## [OP TE LOSSEN PROBLEEM]
Geef de regels van de data opnieuw, beginnend bij de regel met "segment rider's hand, each instance" en eindigend aan het einde van de data, waarbij je "separate" inruilt voor "disconnected" en al het overige ongewijzigd laat. Neem de afbeeldingen niet op in je antwoord.

══ AANGELEVERDE DATA

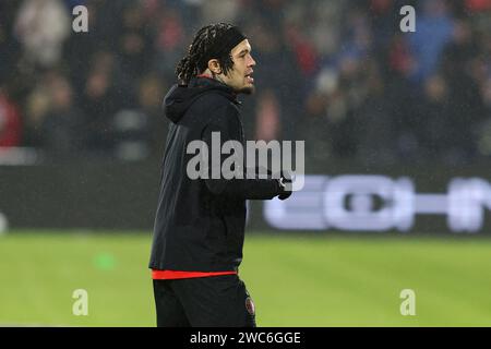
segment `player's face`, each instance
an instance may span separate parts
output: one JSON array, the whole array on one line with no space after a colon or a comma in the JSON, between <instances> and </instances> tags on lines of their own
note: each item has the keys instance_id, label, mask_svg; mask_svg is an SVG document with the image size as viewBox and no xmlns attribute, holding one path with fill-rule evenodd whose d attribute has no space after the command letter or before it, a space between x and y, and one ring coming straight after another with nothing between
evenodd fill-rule
<instances>
[{"instance_id":1,"label":"player's face","mask_svg":"<svg viewBox=\"0 0 491 349\"><path fill-rule=\"evenodd\" d=\"M233 67L224 74L224 82L238 94L252 94L254 79L252 77L255 61L251 56L251 45L248 39L242 40L231 50Z\"/></svg>"}]
</instances>

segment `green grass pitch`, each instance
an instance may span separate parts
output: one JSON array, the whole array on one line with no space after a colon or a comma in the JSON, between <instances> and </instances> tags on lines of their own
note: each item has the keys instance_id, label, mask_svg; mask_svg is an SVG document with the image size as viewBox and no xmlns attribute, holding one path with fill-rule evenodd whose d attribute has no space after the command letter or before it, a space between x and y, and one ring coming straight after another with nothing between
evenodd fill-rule
<instances>
[{"instance_id":1,"label":"green grass pitch","mask_svg":"<svg viewBox=\"0 0 491 349\"><path fill-rule=\"evenodd\" d=\"M0 237L0 325L154 326L149 246L148 233ZM240 277L259 326L491 326L488 239L249 234Z\"/></svg>"}]
</instances>

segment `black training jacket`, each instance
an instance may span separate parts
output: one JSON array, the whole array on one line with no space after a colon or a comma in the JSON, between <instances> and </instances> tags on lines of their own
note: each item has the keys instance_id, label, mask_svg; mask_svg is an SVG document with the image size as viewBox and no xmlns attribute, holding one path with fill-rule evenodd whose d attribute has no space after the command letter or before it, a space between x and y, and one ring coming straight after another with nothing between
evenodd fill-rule
<instances>
[{"instance_id":1,"label":"black training jacket","mask_svg":"<svg viewBox=\"0 0 491 349\"><path fill-rule=\"evenodd\" d=\"M187 272L237 270L242 261L246 200L273 198L273 179L195 179L187 174L191 141L202 140L212 154L212 132L244 145L239 103L228 86L197 77L175 85L164 99L172 123L161 164L149 268ZM244 147L246 148L246 147Z\"/></svg>"}]
</instances>

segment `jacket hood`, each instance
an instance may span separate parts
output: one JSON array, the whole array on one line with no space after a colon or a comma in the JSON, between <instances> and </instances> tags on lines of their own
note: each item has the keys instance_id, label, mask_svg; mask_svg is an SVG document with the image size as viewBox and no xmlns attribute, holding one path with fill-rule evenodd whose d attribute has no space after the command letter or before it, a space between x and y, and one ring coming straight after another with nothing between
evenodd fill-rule
<instances>
[{"instance_id":1,"label":"jacket hood","mask_svg":"<svg viewBox=\"0 0 491 349\"><path fill-rule=\"evenodd\" d=\"M189 85L173 85L164 98L165 116L173 123L179 122L191 105L203 94L218 93L229 100L237 103L237 95L227 85L209 79L195 77Z\"/></svg>"}]
</instances>

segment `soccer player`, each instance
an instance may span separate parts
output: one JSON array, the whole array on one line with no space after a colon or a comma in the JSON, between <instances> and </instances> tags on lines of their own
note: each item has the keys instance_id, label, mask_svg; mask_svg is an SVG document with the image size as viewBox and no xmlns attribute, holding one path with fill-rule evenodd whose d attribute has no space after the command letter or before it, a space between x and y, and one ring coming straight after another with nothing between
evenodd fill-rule
<instances>
[{"instance_id":1,"label":"soccer player","mask_svg":"<svg viewBox=\"0 0 491 349\"><path fill-rule=\"evenodd\" d=\"M244 144L239 94L252 94L255 61L248 38L233 25L201 28L176 69L178 84L164 100L171 125L161 164L149 268L157 326L255 326L255 310L238 276L246 200L285 200L279 179L191 179L190 142ZM211 153L211 152L209 152ZM220 158L219 161L223 159Z\"/></svg>"}]
</instances>

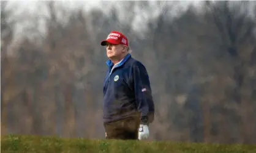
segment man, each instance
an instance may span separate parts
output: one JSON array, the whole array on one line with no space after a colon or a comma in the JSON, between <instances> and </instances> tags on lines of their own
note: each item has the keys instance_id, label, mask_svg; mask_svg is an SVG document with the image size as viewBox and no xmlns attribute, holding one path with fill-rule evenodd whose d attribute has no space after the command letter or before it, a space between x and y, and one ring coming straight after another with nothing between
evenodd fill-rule
<instances>
[{"instance_id":1,"label":"man","mask_svg":"<svg viewBox=\"0 0 256 153\"><path fill-rule=\"evenodd\" d=\"M106 46L109 59L104 82L106 138L146 139L154 113L147 71L132 57L128 40L122 33L112 31L101 45Z\"/></svg>"}]
</instances>

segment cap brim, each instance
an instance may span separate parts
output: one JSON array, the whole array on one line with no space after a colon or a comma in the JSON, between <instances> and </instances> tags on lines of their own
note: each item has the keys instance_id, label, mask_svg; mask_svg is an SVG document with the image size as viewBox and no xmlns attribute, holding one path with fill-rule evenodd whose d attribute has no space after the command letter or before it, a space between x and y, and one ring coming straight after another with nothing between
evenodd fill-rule
<instances>
[{"instance_id":1,"label":"cap brim","mask_svg":"<svg viewBox=\"0 0 256 153\"><path fill-rule=\"evenodd\" d=\"M106 46L107 43L110 43L115 44L119 44L119 43L117 43L115 40L112 41L112 40L105 40L101 41L100 44L101 46Z\"/></svg>"}]
</instances>

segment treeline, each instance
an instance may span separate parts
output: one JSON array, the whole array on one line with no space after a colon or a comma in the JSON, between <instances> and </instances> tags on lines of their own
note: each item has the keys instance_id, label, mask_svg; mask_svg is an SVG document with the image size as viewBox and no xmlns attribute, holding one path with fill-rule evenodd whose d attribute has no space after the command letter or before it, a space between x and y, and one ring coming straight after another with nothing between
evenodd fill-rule
<instances>
[{"instance_id":1,"label":"treeline","mask_svg":"<svg viewBox=\"0 0 256 153\"><path fill-rule=\"evenodd\" d=\"M1 134L104 138L100 42L116 30L149 72L151 140L256 143L255 2L201 2L176 16L173 2L118 2L107 13L40 2L48 16L17 18L1 1ZM17 35L23 20L29 24Z\"/></svg>"}]
</instances>

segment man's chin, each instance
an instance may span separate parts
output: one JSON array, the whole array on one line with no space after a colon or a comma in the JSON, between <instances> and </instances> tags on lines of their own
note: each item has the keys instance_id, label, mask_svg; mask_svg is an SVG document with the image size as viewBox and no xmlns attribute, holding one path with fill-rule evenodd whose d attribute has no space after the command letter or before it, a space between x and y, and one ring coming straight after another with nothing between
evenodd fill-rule
<instances>
[{"instance_id":1,"label":"man's chin","mask_svg":"<svg viewBox=\"0 0 256 153\"><path fill-rule=\"evenodd\" d=\"M113 58L115 56L113 55L107 55L108 59Z\"/></svg>"}]
</instances>

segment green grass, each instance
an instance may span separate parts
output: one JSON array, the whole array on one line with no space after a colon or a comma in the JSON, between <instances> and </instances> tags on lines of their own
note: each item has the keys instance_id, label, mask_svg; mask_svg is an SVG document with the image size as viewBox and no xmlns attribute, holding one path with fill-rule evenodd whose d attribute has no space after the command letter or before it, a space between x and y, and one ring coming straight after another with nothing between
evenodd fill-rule
<instances>
[{"instance_id":1,"label":"green grass","mask_svg":"<svg viewBox=\"0 0 256 153\"><path fill-rule=\"evenodd\" d=\"M255 153L256 145L170 141L65 139L53 137L8 135L1 138L4 153Z\"/></svg>"}]
</instances>

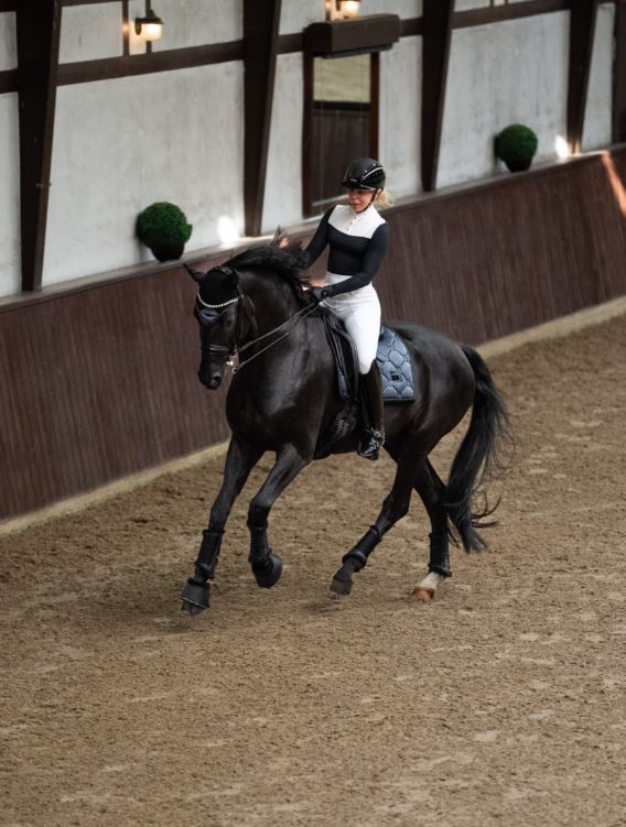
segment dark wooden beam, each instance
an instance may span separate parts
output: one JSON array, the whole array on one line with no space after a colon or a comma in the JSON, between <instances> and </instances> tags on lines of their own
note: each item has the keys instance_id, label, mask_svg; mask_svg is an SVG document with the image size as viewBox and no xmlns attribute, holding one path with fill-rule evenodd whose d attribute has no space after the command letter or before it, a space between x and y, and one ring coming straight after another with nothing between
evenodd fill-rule
<instances>
[{"instance_id":1,"label":"dark wooden beam","mask_svg":"<svg viewBox=\"0 0 626 827\"><path fill-rule=\"evenodd\" d=\"M572 0L526 0L507 6L492 6L488 9L468 9L454 14L454 29L467 29L488 23L503 23L507 20L521 20L538 14L568 11Z\"/></svg>"},{"instance_id":2,"label":"dark wooden beam","mask_svg":"<svg viewBox=\"0 0 626 827\"><path fill-rule=\"evenodd\" d=\"M613 142L626 142L626 0L615 7Z\"/></svg>"},{"instance_id":3,"label":"dark wooden beam","mask_svg":"<svg viewBox=\"0 0 626 827\"><path fill-rule=\"evenodd\" d=\"M0 95L7 91L18 91L18 69L0 72Z\"/></svg>"},{"instance_id":4,"label":"dark wooden beam","mask_svg":"<svg viewBox=\"0 0 626 827\"><path fill-rule=\"evenodd\" d=\"M281 0L244 0L244 215L261 231Z\"/></svg>"},{"instance_id":5,"label":"dark wooden beam","mask_svg":"<svg viewBox=\"0 0 626 827\"><path fill-rule=\"evenodd\" d=\"M424 0L422 14L422 186L436 187L454 0Z\"/></svg>"},{"instance_id":6,"label":"dark wooden beam","mask_svg":"<svg viewBox=\"0 0 626 827\"><path fill-rule=\"evenodd\" d=\"M110 80L111 78L130 77L132 75L150 75L155 72L188 69L194 66L212 66L217 63L240 61L242 56L241 41L230 41L228 43L213 43L208 46L168 48L151 54L64 63L58 67L58 86Z\"/></svg>"},{"instance_id":7,"label":"dark wooden beam","mask_svg":"<svg viewBox=\"0 0 626 827\"><path fill-rule=\"evenodd\" d=\"M23 291L42 282L61 10L62 0L21 0L17 10Z\"/></svg>"},{"instance_id":8,"label":"dark wooden beam","mask_svg":"<svg viewBox=\"0 0 626 827\"><path fill-rule=\"evenodd\" d=\"M568 79L568 143L581 151L600 0L572 0L570 10L570 72Z\"/></svg>"}]
</instances>

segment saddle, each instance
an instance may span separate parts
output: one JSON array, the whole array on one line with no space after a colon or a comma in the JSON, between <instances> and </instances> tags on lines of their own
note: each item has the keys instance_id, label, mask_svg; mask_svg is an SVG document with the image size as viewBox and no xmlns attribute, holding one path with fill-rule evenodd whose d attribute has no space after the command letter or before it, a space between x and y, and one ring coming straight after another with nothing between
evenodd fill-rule
<instances>
[{"instance_id":1,"label":"saddle","mask_svg":"<svg viewBox=\"0 0 626 827\"><path fill-rule=\"evenodd\" d=\"M358 382L358 356L344 323L326 307L317 312L324 323L328 347L335 360L337 390L344 405L327 433L322 436L315 458L322 459L332 453L333 446L348 436L358 423L361 410ZM413 402L415 399L409 351L403 339L390 327L382 325L378 338L376 361L382 379L385 403Z\"/></svg>"},{"instance_id":2,"label":"saddle","mask_svg":"<svg viewBox=\"0 0 626 827\"><path fill-rule=\"evenodd\" d=\"M325 307L320 308L331 352L335 358L337 388L344 401L358 399L358 356L344 323ZM378 370L382 379L382 399L387 402L414 402L411 360L404 340L387 325L380 327Z\"/></svg>"}]
</instances>

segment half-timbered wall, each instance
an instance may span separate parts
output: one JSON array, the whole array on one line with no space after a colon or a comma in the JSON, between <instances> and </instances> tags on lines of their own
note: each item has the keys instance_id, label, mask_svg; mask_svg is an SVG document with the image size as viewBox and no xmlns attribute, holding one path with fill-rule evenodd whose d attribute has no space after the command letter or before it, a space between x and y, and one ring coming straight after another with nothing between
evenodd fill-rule
<instances>
[{"instance_id":1,"label":"half-timbered wall","mask_svg":"<svg viewBox=\"0 0 626 827\"><path fill-rule=\"evenodd\" d=\"M15 6L3 0L1 9ZM436 187L501 173L494 134L512 121L539 134L537 162L555 159L566 135L570 11L481 24L481 10L529 2L456 0ZM137 214L155 199L180 204L194 226L187 251L244 233L245 100L241 59L244 0L159 0L164 36L151 45L176 65L144 74L118 62L145 53L132 21L145 0L66 0L62 14L60 86L52 148L52 186L42 285L129 268L150 259L134 237ZM396 13L400 41L380 55L380 156L399 197L420 193L421 0L361 0L361 14ZM474 15L467 20L467 15ZM283 0L261 229L302 220L301 32L323 17L322 0ZM510 17L510 15L509 15ZM460 19L461 20L460 22ZM601 3L589 80L583 149L611 143L615 3ZM406 24L406 25L404 25ZM300 40L299 40L300 39ZM184 67L185 54L223 44L227 54ZM19 130L15 13L0 11L0 296L20 292ZM80 73L101 79L80 83ZM99 73L99 74L98 74ZM137 73L137 74L136 74ZM15 73L17 75L17 73ZM13 84L13 88L12 88ZM44 184L45 185L45 184Z\"/></svg>"},{"instance_id":2,"label":"half-timbered wall","mask_svg":"<svg viewBox=\"0 0 626 827\"><path fill-rule=\"evenodd\" d=\"M242 85L231 62L58 89L44 286L151 259L134 220L155 200L184 210L192 250L224 221L242 235Z\"/></svg>"},{"instance_id":3,"label":"half-timbered wall","mask_svg":"<svg viewBox=\"0 0 626 827\"><path fill-rule=\"evenodd\" d=\"M583 129L583 150L596 150L611 143L611 93L613 87L613 32L615 6L601 6L595 37Z\"/></svg>"},{"instance_id":4,"label":"half-timbered wall","mask_svg":"<svg viewBox=\"0 0 626 827\"><path fill-rule=\"evenodd\" d=\"M624 295L624 181L626 149L392 208L385 315L478 344ZM194 294L169 263L0 304L0 520L226 438Z\"/></svg>"},{"instance_id":5,"label":"half-timbered wall","mask_svg":"<svg viewBox=\"0 0 626 827\"><path fill-rule=\"evenodd\" d=\"M15 70L15 14L0 13L0 72ZM0 296L20 292L18 95L0 87Z\"/></svg>"}]
</instances>

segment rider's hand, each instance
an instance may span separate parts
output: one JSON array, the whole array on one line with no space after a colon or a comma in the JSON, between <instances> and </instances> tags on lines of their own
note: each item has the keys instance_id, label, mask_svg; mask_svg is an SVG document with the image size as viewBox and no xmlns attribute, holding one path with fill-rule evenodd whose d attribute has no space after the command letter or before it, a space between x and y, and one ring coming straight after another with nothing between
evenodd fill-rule
<instances>
[{"instance_id":1,"label":"rider's hand","mask_svg":"<svg viewBox=\"0 0 626 827\"><path fill-rule=\"evenodd\" d=\"M311 287L307 292L311 301L315 302L315 304L320 304L320 302L323 302L324 298L331 295L331 291L327 287Z\"/></svg>"}]
</instances>

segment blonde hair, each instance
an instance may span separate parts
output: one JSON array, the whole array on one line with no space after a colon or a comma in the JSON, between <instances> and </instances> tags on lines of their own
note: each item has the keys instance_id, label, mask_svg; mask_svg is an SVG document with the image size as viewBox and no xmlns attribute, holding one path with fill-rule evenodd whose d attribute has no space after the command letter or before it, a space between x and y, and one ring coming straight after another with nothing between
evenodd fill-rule
<instances>
[{"instance_id":1,"label":"blonde hair","mask_svg":"<svg viewBox=\"0 0 626 827\"><path fill-rule=\"evenodd\" d=\"M375 205L378 209L387 209L393 205L393 198L389 195L387 189L379 189L374 198Z\"/></svg>"}]
</instances>

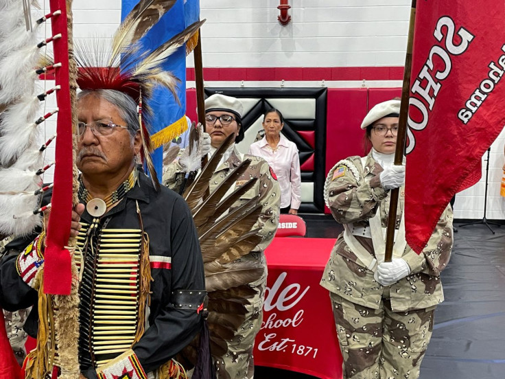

════

## [HET ANTWOORD]
segment rider's hand, each instance
an instance may span disconnected parts
output: one JSON array, the whole array on one line with no space after a colon or a comma in the JSON, between <instances> and </instances> tags on lines of their own
note: each item has the keys instance_id, label, mask_svg; mask_svg is an SVG document with the image size as viewBox and no xmlns attribute, holding one path with fill-rule evenodd whose d attribute has no space after the command letter or before it, a space between x and y, and one ring coming straight after another with nothing between
evenodd fill-rule
<instances>
[{"instance_id":1,"label":"rider's hand","mask_svg":"<svg viewBox=\"0 0 626 827\"><path fill-rule=\"evenodd\" d=\"M311 287L307 292L311 301L315 302L315 304L320 304L320 302L323 302L324 298L331 295L331 291L327 287Z\"/></svg>"}]
</instances>

segment blonde hair, each instance
an instance may span disconnected parts
output: one JSON array, the whole array on one line with no space after a colon or a comma in the JSON, between <instances> and </instances> tags on lines of their own
note: each item has the keys instance_id, label, mask_svg; mask_svg is an SVG document with the image size as viewBox and no xmlns attribute, holding one path with fill-rule evenodd whose d attribute has no space after the command letter or before it, a space between x and y, and one ring coming straight after another with nothing between
evenodd fill-rule
<instances>
[{"instance_id":1,"label":"blonde hair","mask_svg":"<svg viewBox=\"0 0 626 827\"><path fill-rule=\"evenodd\" d=\"M375 205L378 209L387 209L393 205L393 198L389 195L387 189L379 189L374 198Z\"/></svg>"}]
</instances>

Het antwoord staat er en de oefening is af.